■ EXTRAIT DU DOCUMENT:
◆ ◆ ◆ ◆
Pour ce VIE chez Veolia, j’ai dû passer cinq entretiens, qui se sont bien passés. Le dernier que j’ai passé illustre bien ce que je disais précédemment sur l’intérêt des activités extrascolaires : je rencontrais pour cela le directeur de VERI, la filiale R&D de Veolia, et lorsque je suis rentré dans son bureau, j’ai vu un bateau accroché au mur derrière lui. Faisant pas mal de navigation moi même, j’ai pu entamer la conversation à ce sujet et finalement, nous n’avons parlé presque que de ça. A ce stade de la sélection, nous étions deux candidats avec un parcours très similaire, pour deux offres, une en Australie, une en Arabie Saoudite. Je n’ai pas hésité à exprimer clairement le fait que je ne voulais que l’Australie, qui m’a été attribué par la suite. Je crois que c’est aussi une anecdote parlante pour un autre point important : dans le monde du travail, il faut être capable de dire ce que l’on veut pour ne pas se faire doubler ou oublier.
◆ ◆ ◆ ◆
■ DONNÉES COLLECTÉES:
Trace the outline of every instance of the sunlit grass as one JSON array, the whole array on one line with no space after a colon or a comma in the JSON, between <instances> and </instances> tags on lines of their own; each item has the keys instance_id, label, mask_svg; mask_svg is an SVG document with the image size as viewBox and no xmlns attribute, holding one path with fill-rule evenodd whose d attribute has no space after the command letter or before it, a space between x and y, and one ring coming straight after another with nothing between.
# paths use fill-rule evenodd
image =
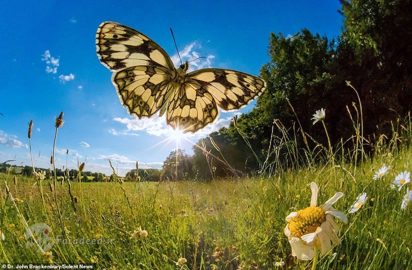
◆ ◆ ◆ ◆
Répondez aux questions suivantes à partir de l'extrait du document.
(a) Combien d'entretiens ont été passés pour ce VIE chez Veolia ?
(b) Qui a été rencontré lors du dernier entretien ?
(c) Dans quels pays se trouvaient les deux offres proposées au stade final de la sélection ?

■ RÉPONSE CI-DESSOUS:
(a) Cinq entretiens.
(b) Le directeur de VERI, la filiale R&D de Veolia.
(c) En Australie et en Arabie Saoudite.